■ **Document text**
I recently discovered an online wine resource on the MSN homepage that features a number articles on various wine-related topics, including a new post entitled
12 Ways To Get Out Of Your Wine Rut In 2015
http://www.msn.com/en-us/foodanddrink/wines/12-ways-to-get-out-of-your-wine-rut-in-2015/ar-BBhse5M?ocid=mailsignoutFor your convenience, I am reproducing the article below along with my own suggestions, recommendations and observations. So here's wishing you a Happy New Year full of good times and exciting new discoveries in the world of wine!
With every new year comes a resolution or two, so this is the perfect time to make a few changes to your wine-drinking routine. Take the opportunity to uncork (or unscrew) a bottle you’ve seen but haven’t tasted; try a new food pairing; make a detour on your next winery tour. A chat with the owner of your local wine store can get some ideas flowing, and a new cookbook may inspire you in the kitchen. Here are 12 ways to start new gastronomic traditions right now.
1. Drink bubbly with dinner.
Don’t save that bottle of bubbly in the fridge for a special occasion; open it up the next time you order sushi, Thai or even Indian cuisine. Sparkling wine’s naturally high acidity and minerality make it a natural partner with food. And there are so many affordable bubblies now that there’s no reason not to let it perk up a weeknight. Besides Champagne, try a Crémant de Bourgogne or Crémant di Limoux from France; Spanish cava or Italian Prosecco; a sparkling wine from California or New Mexico; or even a sparkling Shiraz from Australia.

■ **Directive**
Please write what comes next in the text on getting out of a wine rut, picking up after its last sentence. The records play no part in what comes next.

■ **Dataset content**
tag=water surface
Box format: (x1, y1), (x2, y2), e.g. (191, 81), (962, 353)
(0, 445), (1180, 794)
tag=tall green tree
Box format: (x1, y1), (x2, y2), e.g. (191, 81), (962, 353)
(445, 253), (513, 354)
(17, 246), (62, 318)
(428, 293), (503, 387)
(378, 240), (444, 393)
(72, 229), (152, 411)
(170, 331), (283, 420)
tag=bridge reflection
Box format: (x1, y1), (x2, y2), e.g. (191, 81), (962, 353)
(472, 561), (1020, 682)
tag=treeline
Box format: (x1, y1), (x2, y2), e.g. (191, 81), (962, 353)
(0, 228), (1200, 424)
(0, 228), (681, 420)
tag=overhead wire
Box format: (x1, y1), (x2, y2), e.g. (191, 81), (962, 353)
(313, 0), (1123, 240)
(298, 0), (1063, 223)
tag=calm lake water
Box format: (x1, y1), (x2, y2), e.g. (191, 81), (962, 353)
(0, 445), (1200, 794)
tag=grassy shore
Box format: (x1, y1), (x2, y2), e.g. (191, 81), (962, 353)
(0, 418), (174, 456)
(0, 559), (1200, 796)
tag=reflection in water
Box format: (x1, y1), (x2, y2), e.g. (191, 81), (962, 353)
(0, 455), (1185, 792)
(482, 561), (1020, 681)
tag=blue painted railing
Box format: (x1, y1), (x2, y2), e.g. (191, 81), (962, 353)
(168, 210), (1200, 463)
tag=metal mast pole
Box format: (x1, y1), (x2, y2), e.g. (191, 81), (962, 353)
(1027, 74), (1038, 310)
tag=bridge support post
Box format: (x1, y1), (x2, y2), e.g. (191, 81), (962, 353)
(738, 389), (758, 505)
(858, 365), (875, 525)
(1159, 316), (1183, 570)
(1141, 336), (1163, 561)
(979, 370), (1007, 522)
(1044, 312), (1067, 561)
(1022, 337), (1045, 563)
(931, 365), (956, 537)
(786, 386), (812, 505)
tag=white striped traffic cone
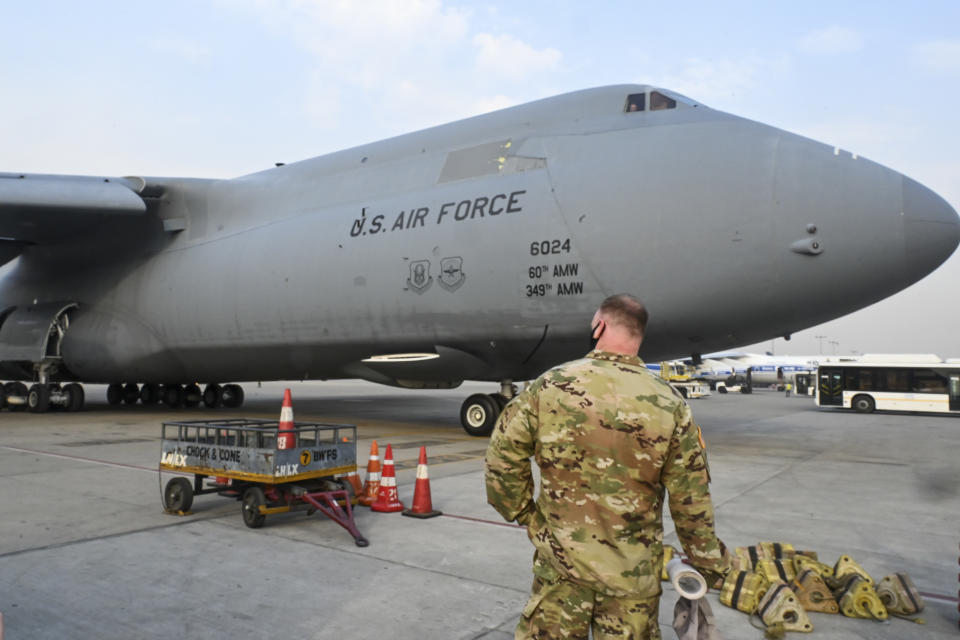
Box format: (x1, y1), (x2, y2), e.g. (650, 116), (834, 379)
(277, 389), (297, 451)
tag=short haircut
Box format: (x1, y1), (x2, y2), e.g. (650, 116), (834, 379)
(599, 293), (650, 338)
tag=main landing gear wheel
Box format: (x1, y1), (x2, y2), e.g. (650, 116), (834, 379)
(122, 382), (140, 404)
(222, 384), (243, 409)
(27, 384), (50, 413)
(203, 384), (223, 409)
(3, 382), (27, 411)
(163, 478), (193, 512)
(163, 384), (183, 409)
(241, 487), (267, 529)
(63, 382), (86, 411)
(183, 384), (203, 407)
(460, 393), (500, 437)
(140, 384), (160, 406)
(107, 384), (123, 407)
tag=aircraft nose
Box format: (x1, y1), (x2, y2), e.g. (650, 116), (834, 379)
(903, 176), (960, 272)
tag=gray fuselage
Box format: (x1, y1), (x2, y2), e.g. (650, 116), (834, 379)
(0, 86), (960, 386)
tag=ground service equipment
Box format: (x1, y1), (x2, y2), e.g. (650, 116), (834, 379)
(160, 418), (369, 547)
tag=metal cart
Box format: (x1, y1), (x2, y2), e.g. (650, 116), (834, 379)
(159, 418), (369, 547)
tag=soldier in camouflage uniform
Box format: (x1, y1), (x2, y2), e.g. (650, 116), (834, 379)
(486, 294), (729, 639)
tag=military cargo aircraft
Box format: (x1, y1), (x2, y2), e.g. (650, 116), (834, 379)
(0, 85), (960, 435)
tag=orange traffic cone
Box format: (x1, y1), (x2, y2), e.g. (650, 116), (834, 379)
(403, 447), (441, 518)
(277, 389), (297, 451)
(340, 469), (363, 504)
(357, 440), (380, 507)
(370, 445), (403, 513)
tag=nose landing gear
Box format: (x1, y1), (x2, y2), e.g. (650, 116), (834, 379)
(460, 380), (517, 437)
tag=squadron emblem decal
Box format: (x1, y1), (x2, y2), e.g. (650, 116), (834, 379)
(438, 256), (467, 291)
(407, 260), (433, 293)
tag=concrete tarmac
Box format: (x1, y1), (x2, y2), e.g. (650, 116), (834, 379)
(0, 381), (960, 640)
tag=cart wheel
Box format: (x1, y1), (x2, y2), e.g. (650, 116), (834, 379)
(163, 478), (193, 512)
(241, 487), (267, 529)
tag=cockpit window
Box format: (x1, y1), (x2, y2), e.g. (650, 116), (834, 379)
(650, 91), (677, 111)
(625, 93), (647, 113)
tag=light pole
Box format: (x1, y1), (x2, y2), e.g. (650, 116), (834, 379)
(813, 336), (827, 355)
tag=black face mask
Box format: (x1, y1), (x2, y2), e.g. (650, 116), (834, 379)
(590, 322), (606, 351)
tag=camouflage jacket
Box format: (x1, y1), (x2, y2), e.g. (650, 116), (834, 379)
(486, 351), (729, 598)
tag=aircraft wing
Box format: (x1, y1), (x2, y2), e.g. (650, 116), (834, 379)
(0, 173), (147, 248)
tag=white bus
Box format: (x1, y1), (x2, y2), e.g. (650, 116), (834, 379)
(817, 361), (960, 413)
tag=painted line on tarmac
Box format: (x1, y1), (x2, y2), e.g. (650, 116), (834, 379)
(440, 513), (526, 529)
(0, 445), (157, 473)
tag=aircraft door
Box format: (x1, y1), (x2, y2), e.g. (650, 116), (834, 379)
(950, 371), (960, 411)
(819, 369), (843, 406)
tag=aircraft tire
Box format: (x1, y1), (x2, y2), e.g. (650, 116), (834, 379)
(460, 393), (500, 437)
(221, 384), (243, 409)
(3, 382), (27, 411)
(107, 384), (123, 407)
(27, 384), (50, 413)
(850, 395), (877, 413)
(163, 384), (183, 409)
(163, 477), (193, 512)
(183, 384), (203, 408)
(140, 384), (160, 406)
(120, 382), (140, 404)
(203, 384), (223, 409)
(63, 382), (85, 411)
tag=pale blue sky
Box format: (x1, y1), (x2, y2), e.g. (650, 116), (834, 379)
(0, 0), (960, 357)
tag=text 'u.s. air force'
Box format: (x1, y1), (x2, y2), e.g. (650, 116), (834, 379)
(350, 189), (526, 238)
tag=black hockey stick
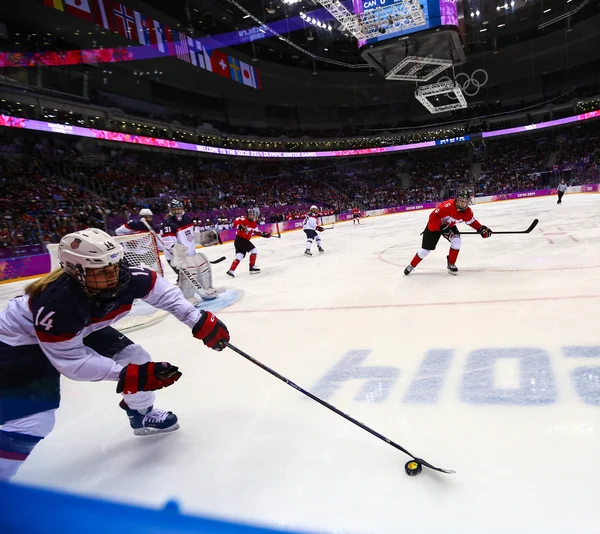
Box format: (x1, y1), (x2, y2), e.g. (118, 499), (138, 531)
(460, 219), (540, 235)
(225, 343), (455, 475)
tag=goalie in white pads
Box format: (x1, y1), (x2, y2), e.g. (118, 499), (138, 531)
(161, 200), (220, 305)
(115, 208), (161, 270)
(302, 206), (325, 256)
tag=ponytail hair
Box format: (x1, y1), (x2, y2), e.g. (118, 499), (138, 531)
(25, 267), (64, 297)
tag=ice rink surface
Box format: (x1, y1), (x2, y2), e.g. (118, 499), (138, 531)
(2, 194), (600, 534)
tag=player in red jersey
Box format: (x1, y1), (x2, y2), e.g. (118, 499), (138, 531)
(404, 191), (492, 275)
(227, 208), (271, 278)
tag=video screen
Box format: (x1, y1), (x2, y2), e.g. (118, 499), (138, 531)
(353, 0), (462, 47)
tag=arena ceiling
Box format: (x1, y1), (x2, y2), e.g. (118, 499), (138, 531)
(145, 0), (600, 70)
(0, 0), (600, 72)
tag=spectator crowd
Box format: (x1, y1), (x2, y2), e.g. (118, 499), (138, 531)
(0, 123), (600, 252)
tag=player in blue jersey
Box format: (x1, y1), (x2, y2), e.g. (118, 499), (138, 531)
(0, 228), (229, 480)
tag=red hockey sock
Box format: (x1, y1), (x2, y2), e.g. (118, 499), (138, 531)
(410, 254), (423, 267)
(448, 248), (458, 265)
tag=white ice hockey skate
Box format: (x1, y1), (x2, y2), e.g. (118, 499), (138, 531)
(446, 256), (458, 276)
(119, 399), (179, 436)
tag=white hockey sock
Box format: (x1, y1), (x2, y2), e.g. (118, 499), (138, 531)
(0, 458), (25, 482)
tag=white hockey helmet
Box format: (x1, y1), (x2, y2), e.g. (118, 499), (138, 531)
(58, 228), (128, 298)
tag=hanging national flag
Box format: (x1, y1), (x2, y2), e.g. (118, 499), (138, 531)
(152, 20), (167, 52)
(90, 0), (115, 30)
(165, 26), (177, 56)
(174, 32), (192, 63)
(65, 0), (92, 22)
(133, 11), (156, 46)
(240, 61), (260, 89)
(113, 4), (136, 39)
(228, 56), (243, 83)
(210, 50), (231, 79)
(44, 0), (65, 11)
(188, 37), (212, 71)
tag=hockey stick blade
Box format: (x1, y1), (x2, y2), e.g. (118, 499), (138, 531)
(225, 342), (455, 475)
(460, 219), (540, 235)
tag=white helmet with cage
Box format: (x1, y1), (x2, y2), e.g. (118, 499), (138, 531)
(58, 228), (129, 298)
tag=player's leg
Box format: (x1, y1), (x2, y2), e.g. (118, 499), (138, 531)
(446, 226), (461, 274)
(315, 234), (325, 253)
(187, 252), (218, 300)
(227, 240), (247, 278)
(404, 227), (442, 274)
(304, 230), (317, 256)
(248, 246), (260, 274)
(0, 343), (60, 486)
(83, 326), (179, 436)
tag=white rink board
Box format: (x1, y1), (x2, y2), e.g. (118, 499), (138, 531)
(4, 194), (600, 534)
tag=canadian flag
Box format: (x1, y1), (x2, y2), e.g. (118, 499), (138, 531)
(65, 0), (93, 22)
(240, 61), (261, 89)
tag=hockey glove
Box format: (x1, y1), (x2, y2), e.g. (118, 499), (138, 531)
(117, 362), (181, 394)
(477, 226), (493, 239)
(440, 224), (452, 240)
(192, 310), (229, 350)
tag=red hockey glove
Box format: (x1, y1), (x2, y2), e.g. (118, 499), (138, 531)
(440, 224), (452, 240)
(192, 310), (229, 350)
(117, 362), (181, 394)
(477, 225), (493, 239)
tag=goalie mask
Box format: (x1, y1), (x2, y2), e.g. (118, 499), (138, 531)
(169, 199), (185, 221)
(456, 189), (471, 211)
(140, 208), (154, 222)
(58, 228), (130, 300)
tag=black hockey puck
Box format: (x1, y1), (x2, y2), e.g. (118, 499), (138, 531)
(404, 460), (423, 477)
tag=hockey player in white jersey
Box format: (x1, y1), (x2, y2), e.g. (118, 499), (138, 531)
(0, 228), (229, 480)
(302, 206), (325, 256)
(115, 208), (156, 235)
(161, 200), (219, 305)
(115, 208), (162, 270)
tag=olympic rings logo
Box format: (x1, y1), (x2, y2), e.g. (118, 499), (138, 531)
(438, 69), (488, 100)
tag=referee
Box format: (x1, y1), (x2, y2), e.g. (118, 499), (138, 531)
(556, 180), (567, 204)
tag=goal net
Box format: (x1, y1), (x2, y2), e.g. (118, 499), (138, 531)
(47, 233), (169, 332)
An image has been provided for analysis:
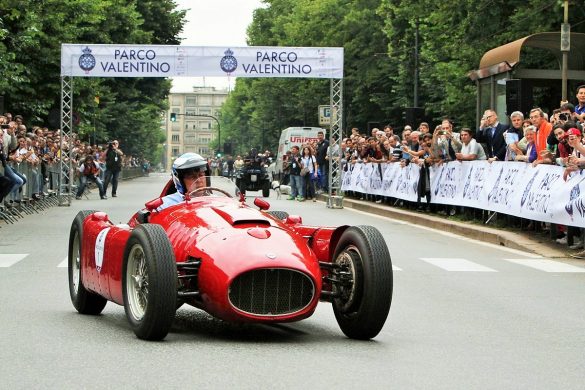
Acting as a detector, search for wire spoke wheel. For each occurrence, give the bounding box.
[71,232,81,295]
[332,226,393,340]
[67,210,108,314]
[122,223,177,340]
[333,245,362,315]
[126,245,148,320]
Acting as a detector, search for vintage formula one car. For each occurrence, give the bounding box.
[69,177,393,340]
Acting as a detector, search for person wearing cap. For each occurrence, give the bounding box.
[575,84,585,122]
[563,127,585,181]
[515,126,538,163]
[157,153,211,211]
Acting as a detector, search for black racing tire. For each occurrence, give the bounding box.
[333,226,393,340]
[236,179,246,195]
[262,183,270,198]
[67,210,108,315]
[266,210,288,221]
[122,223,177,340]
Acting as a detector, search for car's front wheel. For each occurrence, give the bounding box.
[333,226,393,340]
[122,224,177,340]
[67,210,108,315]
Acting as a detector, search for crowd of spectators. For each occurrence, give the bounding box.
[0,113,148,215]
[334,85,585,258]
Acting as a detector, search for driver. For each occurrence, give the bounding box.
[157,153,211,211]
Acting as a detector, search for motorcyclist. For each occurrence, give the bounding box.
[157,153,211,211]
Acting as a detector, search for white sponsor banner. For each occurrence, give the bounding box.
[341,163,420,201]
[61,43,343,79]
[430,162,463,205]
[341,161,585,227]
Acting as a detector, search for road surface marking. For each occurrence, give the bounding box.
[504,259,585,273]
[420,257,498,272]
[57,257,69,268]
[0,253,28,267]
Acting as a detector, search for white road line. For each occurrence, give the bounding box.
[344,207,542,258]
[420,257,498,272]
[0,253,28,268]
[57,257,69,268]
[504,259,585,273]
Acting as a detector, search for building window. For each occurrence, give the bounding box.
[184,131,197,145]
[199,95,213,106]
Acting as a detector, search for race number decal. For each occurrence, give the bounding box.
[95,228,110,272]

■ **Answer to this task**
Rodney's comments: This recommendation is right on. There's a common misconception that bubbly is only for special occasions, but in fact, the right sparkling wine can make any meal or get-together special. Indeed, there's an appropriate bubbly for each and every course, for example:
- A light, dry Brut for appetizers and hors d'oeuvres (the salt and oil of snacks pairs well with the dry acidity of Brut wines)
- A light Blanc de Blancs is a great palate cleanser following the salad or soup course and anticipating the main dish
- Savory chicken, veal or fish dishes match nicely with a full-bodied Blanc de Noirs or Cava (Blanc de Noirs are made from medium-to-full-bodied red wine grapes such as Pinot Noir or Pinot Meunier and therefore have a natural affinity for white meats or fish)
- Finally, for a dessert wine, try a sweet Asti from Italy which has the effect of closing the palate and complementing the sweetness of the dessert.
2. Buy large-format bottles.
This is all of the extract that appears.